To be done>
Please locate each line in the items below that contains the word "door", and copy those lines out in full.
══ Entries supplied ══
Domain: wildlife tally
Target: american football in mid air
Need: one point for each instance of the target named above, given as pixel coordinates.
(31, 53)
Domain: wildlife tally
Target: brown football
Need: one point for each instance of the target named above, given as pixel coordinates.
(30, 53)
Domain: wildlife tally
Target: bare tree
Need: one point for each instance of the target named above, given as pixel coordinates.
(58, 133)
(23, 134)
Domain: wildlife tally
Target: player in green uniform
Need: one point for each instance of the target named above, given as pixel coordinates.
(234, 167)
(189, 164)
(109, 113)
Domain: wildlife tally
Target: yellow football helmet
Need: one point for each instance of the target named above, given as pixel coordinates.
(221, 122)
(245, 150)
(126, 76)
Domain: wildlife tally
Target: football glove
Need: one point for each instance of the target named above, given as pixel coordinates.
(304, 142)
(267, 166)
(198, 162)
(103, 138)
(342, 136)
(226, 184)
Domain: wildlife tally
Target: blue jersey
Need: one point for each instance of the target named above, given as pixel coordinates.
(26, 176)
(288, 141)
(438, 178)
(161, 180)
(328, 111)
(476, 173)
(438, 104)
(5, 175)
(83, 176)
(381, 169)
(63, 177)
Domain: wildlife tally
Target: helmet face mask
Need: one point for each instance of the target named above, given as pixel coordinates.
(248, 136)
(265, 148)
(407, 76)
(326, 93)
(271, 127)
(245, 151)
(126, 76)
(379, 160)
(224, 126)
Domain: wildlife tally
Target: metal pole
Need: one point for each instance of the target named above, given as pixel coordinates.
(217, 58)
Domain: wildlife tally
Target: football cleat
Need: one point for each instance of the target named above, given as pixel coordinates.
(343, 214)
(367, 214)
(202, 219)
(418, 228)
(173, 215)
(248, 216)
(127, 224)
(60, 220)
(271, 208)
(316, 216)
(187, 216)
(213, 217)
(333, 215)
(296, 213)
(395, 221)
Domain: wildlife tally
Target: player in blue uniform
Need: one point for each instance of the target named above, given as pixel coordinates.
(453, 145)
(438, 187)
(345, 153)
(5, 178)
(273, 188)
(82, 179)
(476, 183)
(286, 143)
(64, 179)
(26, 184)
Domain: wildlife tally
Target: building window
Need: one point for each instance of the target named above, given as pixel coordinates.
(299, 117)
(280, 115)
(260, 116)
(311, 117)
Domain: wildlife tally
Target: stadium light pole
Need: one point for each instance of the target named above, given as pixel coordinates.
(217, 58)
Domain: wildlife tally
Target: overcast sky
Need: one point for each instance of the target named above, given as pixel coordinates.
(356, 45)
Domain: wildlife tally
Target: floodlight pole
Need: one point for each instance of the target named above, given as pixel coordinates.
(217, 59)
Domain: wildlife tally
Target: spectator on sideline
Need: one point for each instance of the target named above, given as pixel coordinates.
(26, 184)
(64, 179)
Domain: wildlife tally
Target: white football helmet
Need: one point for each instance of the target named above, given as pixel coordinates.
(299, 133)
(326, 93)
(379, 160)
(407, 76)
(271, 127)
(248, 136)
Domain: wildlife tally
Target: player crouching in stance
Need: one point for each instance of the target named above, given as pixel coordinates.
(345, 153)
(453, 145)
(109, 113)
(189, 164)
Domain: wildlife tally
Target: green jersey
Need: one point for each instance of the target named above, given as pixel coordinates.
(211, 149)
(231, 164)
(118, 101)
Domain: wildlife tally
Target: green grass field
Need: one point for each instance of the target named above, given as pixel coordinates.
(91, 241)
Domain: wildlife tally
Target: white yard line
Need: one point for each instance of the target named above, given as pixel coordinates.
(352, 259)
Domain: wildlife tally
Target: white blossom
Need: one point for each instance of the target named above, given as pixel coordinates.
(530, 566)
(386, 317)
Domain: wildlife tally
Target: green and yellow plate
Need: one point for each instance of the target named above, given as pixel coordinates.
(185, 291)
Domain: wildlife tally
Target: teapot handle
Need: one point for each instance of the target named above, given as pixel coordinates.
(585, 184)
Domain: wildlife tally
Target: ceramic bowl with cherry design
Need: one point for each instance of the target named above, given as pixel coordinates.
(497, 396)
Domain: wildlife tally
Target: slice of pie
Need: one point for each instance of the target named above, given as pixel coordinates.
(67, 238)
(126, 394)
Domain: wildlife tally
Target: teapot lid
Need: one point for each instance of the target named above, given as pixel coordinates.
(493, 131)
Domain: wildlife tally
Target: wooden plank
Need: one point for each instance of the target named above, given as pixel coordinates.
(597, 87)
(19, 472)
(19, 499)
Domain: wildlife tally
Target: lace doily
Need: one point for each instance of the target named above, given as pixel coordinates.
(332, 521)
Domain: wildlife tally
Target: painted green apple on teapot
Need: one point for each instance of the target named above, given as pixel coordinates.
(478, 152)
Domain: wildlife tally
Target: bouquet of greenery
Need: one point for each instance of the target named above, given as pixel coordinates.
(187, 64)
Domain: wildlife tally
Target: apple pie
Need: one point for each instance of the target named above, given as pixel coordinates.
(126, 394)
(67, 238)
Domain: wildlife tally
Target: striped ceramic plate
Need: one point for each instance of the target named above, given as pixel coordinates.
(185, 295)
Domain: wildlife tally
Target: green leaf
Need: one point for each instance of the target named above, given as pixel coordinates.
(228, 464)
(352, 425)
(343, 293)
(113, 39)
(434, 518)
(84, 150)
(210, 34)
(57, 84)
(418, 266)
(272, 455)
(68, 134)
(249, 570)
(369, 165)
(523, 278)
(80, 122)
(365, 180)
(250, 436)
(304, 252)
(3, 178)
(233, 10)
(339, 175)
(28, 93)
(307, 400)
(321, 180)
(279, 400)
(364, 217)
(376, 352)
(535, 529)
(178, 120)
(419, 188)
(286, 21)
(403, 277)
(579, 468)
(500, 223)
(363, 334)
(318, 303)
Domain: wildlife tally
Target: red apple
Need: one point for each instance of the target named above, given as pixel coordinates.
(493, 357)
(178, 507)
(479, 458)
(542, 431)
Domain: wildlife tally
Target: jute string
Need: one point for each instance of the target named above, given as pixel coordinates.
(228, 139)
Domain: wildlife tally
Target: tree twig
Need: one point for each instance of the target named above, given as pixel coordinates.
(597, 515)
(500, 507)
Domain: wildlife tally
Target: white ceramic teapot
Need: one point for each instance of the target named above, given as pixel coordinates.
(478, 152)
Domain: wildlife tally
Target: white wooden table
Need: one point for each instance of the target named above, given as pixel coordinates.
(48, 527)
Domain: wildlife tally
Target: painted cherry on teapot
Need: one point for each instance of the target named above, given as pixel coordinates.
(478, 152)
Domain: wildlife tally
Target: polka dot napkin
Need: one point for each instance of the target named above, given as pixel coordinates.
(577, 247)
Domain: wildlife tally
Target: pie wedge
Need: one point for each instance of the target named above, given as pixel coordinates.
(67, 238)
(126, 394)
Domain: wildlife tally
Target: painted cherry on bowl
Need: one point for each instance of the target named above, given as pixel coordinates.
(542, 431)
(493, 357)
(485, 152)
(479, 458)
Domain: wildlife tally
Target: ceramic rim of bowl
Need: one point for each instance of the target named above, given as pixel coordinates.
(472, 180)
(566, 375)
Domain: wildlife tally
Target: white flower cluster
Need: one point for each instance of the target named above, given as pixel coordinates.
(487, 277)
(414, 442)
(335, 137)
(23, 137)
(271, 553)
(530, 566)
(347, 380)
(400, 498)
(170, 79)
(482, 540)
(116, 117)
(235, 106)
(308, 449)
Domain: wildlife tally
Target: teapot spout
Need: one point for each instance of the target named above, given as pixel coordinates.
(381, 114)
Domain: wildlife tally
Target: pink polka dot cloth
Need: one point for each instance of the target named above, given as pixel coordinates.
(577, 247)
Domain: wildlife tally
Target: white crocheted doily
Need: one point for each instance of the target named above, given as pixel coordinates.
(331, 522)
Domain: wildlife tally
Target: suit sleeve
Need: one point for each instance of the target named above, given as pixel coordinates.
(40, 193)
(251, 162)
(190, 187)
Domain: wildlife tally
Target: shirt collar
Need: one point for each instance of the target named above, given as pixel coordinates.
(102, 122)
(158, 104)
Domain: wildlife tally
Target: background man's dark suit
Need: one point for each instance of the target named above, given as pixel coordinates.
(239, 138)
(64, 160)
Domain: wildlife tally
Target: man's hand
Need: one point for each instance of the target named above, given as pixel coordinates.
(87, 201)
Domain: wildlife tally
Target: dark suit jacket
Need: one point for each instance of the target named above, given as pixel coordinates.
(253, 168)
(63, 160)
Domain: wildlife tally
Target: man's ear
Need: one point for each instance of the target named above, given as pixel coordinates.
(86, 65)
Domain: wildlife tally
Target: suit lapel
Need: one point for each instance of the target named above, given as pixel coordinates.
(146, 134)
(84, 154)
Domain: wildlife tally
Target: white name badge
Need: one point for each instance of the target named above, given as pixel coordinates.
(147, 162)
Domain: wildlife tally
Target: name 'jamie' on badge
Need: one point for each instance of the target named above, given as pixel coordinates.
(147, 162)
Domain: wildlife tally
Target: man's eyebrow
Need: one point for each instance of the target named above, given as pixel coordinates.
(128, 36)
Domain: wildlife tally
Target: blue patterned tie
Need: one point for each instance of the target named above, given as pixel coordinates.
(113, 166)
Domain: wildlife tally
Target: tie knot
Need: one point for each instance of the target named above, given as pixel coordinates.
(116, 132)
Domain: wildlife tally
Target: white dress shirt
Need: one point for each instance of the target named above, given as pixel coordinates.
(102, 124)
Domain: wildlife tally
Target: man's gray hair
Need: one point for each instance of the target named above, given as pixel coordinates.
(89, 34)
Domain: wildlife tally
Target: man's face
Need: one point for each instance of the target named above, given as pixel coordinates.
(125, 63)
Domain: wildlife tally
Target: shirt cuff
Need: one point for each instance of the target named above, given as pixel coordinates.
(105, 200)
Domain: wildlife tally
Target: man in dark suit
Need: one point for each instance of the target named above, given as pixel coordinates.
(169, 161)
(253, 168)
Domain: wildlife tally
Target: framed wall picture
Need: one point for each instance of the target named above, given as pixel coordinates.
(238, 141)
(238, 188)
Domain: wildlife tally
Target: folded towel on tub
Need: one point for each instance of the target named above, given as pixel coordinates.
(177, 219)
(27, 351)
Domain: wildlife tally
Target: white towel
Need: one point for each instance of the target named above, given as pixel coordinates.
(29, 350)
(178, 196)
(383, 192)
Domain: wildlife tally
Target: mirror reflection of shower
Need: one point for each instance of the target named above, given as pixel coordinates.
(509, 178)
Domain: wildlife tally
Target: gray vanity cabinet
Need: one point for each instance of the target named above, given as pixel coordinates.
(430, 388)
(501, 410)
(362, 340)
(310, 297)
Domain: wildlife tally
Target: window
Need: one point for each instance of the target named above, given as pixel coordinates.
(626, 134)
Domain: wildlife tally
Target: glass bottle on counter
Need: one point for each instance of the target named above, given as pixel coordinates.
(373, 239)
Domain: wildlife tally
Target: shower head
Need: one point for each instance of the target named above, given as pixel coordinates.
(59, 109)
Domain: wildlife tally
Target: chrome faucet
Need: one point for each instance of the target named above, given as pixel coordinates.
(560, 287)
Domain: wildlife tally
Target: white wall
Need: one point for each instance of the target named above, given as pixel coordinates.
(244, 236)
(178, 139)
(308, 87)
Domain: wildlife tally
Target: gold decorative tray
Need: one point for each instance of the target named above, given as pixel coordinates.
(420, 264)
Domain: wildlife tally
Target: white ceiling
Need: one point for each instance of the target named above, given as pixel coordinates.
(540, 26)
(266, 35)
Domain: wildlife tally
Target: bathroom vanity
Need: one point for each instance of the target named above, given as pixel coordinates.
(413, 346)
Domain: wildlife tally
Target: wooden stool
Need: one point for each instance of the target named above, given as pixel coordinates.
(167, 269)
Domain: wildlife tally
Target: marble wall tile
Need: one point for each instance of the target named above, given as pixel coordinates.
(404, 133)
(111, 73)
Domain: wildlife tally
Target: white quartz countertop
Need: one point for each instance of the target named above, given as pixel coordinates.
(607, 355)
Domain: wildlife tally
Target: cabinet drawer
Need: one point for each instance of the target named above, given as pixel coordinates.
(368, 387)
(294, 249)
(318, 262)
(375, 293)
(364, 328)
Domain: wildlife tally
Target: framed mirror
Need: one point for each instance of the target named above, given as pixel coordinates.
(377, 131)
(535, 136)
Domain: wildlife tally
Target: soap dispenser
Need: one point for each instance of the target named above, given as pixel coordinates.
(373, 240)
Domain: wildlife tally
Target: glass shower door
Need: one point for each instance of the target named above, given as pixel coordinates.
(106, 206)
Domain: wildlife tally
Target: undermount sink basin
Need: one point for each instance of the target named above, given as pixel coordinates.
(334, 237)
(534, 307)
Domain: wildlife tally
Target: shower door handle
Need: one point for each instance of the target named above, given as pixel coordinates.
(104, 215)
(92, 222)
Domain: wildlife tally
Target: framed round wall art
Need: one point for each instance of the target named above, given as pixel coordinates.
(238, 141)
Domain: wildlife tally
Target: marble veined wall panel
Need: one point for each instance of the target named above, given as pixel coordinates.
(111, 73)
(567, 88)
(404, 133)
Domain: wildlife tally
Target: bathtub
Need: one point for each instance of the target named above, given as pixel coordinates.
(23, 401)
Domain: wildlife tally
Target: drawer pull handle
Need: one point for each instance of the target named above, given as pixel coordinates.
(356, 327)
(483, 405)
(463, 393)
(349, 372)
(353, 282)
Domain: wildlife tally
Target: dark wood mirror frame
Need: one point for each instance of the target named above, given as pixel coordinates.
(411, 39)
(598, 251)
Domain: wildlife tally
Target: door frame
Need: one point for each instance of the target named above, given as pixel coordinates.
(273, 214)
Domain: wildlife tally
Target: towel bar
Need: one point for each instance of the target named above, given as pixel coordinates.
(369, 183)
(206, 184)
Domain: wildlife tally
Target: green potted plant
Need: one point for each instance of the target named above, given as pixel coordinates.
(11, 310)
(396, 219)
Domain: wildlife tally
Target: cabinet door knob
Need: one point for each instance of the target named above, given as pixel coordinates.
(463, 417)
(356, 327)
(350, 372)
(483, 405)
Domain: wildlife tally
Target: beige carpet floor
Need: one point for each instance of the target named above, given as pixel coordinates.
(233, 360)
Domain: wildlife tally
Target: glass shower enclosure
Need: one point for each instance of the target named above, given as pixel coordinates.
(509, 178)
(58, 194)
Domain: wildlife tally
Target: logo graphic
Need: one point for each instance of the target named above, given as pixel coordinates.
═══
Answer to the problem>
Target: glass shower door
Target: shower door handle
Target: door frame
Target: cabinet door knob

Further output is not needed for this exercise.